— WHAT YOU HAVE TO DO —
Pick out each line of the records that contains the word "coneflower", and copy those lines.

— SUPPLIED ENTRIES —
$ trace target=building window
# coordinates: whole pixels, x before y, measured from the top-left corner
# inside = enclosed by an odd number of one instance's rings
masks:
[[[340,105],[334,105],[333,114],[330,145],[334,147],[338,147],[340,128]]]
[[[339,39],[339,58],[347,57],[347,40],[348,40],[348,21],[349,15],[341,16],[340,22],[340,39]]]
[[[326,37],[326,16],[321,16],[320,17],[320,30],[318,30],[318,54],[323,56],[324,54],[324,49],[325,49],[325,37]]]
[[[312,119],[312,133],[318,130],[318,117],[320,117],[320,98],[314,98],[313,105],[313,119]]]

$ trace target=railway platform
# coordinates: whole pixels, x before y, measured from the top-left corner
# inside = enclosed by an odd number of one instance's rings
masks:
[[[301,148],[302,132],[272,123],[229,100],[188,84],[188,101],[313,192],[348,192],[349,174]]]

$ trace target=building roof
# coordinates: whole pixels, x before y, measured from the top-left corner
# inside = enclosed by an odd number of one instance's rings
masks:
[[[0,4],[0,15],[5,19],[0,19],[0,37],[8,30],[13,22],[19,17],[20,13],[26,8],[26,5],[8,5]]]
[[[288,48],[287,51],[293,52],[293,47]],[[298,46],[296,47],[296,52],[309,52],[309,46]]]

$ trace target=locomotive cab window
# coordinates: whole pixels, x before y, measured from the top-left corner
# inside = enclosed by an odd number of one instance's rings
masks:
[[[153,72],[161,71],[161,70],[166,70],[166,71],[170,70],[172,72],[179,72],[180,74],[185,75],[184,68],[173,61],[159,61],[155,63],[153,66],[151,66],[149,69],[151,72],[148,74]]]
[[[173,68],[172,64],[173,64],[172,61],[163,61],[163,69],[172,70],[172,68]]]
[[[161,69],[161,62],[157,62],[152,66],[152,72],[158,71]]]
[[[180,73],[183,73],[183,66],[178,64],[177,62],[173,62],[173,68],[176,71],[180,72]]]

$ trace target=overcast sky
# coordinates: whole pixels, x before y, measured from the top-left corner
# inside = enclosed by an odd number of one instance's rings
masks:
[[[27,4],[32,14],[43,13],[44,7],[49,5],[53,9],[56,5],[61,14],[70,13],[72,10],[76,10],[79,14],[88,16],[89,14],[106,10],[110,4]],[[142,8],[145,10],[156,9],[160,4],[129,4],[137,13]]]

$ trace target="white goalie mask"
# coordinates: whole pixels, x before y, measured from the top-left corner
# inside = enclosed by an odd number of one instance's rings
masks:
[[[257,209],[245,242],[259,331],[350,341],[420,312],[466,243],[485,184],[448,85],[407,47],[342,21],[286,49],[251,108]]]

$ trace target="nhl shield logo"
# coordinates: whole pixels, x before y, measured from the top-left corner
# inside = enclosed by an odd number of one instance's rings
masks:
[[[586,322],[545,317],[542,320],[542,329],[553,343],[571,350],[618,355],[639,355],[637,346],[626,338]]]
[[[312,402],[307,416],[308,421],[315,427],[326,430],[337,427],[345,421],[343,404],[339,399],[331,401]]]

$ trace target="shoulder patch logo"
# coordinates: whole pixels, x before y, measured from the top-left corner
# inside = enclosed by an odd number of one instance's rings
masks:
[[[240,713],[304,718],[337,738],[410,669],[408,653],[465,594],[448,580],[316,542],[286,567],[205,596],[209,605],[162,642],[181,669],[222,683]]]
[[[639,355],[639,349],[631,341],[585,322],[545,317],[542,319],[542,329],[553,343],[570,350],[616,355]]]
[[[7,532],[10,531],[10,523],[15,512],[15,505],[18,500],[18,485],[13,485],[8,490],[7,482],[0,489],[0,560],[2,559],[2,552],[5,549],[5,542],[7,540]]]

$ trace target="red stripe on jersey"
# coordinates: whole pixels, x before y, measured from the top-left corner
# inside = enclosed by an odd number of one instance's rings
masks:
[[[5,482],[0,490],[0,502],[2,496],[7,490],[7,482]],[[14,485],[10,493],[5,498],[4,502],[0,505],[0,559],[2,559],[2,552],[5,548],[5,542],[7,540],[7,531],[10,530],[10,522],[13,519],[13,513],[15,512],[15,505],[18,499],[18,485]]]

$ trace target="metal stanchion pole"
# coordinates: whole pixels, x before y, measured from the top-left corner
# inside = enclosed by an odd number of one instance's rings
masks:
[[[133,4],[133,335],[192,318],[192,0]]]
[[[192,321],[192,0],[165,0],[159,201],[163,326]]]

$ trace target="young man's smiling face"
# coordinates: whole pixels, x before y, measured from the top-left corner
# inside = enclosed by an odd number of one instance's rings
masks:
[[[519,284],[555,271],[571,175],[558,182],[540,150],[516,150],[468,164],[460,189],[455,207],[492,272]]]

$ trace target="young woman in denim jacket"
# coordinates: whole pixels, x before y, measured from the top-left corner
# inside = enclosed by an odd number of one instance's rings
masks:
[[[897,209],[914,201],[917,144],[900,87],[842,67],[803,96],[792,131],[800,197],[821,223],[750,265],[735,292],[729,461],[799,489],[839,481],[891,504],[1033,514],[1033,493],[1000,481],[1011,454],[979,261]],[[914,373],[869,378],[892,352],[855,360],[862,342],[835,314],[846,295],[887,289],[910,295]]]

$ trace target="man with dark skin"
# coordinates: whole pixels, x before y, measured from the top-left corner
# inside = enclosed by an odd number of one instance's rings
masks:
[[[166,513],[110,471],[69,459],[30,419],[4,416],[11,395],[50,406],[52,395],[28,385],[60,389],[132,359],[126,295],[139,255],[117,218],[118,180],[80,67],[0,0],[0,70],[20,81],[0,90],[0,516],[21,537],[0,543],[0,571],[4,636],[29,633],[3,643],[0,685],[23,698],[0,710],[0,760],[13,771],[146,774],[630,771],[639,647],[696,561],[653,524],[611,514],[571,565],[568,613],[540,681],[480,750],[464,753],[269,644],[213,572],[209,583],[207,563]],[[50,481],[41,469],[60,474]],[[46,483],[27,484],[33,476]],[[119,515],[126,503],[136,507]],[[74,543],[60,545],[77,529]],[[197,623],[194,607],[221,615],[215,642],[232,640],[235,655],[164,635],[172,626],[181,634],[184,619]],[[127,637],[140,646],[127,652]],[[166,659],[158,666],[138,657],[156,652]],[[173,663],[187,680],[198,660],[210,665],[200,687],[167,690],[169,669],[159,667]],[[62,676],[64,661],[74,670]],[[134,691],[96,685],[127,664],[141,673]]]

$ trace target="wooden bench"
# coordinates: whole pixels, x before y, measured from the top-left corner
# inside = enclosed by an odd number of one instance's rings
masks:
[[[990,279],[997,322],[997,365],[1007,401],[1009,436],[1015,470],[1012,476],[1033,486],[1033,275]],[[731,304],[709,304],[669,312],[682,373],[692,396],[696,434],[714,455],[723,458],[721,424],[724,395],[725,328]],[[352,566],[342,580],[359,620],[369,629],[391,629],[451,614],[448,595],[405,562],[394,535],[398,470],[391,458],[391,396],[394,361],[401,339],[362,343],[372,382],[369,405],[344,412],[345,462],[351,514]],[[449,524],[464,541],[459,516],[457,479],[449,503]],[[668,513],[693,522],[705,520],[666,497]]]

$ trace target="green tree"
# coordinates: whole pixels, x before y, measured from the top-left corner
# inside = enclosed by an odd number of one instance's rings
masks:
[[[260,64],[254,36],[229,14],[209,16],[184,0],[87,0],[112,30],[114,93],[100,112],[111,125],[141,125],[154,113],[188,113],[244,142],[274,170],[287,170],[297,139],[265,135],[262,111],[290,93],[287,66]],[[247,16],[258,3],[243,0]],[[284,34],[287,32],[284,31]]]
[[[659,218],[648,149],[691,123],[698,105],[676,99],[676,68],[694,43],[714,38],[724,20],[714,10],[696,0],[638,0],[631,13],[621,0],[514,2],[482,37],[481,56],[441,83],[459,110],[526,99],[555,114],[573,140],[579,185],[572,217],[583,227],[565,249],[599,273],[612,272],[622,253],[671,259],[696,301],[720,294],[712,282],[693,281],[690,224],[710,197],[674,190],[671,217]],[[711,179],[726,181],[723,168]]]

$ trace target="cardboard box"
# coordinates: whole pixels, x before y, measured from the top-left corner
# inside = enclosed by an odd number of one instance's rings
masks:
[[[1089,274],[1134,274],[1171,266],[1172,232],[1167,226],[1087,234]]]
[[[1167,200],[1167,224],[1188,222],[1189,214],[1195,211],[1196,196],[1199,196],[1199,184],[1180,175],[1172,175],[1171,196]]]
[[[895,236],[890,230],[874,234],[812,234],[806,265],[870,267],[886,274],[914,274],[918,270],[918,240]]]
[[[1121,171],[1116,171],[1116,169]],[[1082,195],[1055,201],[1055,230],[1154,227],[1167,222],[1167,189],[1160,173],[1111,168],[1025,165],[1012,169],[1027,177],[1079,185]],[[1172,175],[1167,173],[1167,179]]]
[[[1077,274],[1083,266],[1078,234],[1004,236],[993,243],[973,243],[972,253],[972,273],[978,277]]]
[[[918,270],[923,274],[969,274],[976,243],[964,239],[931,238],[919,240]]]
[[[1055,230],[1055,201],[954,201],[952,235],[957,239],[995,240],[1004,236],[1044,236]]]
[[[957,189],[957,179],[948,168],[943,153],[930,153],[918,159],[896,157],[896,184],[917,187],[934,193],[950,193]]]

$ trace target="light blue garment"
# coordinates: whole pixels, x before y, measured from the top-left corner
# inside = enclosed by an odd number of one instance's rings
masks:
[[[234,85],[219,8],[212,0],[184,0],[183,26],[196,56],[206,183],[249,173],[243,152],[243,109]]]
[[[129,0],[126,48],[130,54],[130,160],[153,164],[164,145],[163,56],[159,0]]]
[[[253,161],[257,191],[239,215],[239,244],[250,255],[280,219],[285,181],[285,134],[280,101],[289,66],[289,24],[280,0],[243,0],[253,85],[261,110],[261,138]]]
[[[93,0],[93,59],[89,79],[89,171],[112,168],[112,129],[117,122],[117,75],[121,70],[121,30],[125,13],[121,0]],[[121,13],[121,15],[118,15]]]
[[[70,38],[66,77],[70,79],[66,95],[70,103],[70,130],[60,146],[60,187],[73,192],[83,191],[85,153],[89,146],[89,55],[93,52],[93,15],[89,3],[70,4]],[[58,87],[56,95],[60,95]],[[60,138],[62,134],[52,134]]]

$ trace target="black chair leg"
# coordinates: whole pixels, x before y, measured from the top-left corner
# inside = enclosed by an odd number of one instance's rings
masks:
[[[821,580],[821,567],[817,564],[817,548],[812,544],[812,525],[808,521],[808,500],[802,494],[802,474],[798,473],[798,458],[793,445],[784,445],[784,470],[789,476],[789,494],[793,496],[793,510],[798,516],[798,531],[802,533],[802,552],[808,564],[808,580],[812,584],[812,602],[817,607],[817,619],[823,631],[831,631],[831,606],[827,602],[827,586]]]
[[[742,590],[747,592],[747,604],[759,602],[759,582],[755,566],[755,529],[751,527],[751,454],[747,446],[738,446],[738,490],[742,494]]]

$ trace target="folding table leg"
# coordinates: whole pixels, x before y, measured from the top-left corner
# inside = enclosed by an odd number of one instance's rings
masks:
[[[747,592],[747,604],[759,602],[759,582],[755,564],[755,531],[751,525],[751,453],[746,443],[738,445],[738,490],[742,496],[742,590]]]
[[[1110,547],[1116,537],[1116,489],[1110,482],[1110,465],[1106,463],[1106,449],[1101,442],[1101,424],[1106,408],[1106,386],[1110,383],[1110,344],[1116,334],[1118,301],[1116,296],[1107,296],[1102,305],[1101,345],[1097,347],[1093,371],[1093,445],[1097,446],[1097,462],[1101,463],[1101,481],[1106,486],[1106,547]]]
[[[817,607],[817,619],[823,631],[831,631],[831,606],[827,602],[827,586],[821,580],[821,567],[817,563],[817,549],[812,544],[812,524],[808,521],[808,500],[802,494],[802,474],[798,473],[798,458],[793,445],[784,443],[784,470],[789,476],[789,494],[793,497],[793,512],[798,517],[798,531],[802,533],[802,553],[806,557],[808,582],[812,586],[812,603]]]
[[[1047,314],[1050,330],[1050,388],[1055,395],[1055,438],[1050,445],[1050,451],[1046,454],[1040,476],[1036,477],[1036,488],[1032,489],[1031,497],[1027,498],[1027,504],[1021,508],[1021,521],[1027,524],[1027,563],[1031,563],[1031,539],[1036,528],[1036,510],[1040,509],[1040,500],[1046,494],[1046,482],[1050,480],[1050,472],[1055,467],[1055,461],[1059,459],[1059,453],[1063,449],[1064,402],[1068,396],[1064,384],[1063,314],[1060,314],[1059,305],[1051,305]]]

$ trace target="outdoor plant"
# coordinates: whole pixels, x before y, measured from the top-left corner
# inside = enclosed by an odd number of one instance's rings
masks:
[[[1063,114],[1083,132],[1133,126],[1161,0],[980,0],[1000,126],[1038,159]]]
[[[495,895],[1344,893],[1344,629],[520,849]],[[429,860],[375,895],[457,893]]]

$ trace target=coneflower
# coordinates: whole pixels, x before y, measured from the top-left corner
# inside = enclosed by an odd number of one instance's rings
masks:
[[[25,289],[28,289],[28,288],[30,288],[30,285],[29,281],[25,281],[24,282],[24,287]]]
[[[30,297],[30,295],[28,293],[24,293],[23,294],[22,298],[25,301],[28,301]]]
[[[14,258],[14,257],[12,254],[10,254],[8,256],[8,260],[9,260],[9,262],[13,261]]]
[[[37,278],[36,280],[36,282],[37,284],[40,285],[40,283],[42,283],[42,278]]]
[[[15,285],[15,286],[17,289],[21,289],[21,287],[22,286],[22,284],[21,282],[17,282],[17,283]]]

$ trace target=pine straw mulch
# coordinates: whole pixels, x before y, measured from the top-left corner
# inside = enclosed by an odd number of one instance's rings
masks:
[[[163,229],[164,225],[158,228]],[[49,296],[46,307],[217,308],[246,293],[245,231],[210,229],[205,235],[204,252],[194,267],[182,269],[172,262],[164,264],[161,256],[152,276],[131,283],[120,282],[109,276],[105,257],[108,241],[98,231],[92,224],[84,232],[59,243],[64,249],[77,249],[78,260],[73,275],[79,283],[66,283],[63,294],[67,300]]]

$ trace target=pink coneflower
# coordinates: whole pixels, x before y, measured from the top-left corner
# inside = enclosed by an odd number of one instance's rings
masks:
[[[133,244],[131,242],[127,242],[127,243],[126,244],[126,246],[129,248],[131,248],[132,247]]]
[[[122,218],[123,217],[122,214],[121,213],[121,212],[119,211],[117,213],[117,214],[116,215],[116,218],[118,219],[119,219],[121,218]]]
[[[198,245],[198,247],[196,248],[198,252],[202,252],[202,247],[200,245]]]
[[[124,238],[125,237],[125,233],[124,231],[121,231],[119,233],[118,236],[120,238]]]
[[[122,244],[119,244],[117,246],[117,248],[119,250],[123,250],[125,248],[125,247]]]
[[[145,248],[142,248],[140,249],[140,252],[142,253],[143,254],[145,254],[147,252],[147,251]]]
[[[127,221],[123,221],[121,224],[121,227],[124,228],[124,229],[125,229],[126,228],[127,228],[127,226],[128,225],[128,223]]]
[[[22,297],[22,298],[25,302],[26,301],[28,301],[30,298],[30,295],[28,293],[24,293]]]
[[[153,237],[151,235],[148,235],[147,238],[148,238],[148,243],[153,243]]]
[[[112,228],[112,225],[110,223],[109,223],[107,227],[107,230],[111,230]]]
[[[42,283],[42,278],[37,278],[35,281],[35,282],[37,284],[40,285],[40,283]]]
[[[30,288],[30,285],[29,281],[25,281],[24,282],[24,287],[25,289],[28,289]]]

— EXERCISE RESPONSE —
$ trace target=coneflower
$ trace target=pink coneflower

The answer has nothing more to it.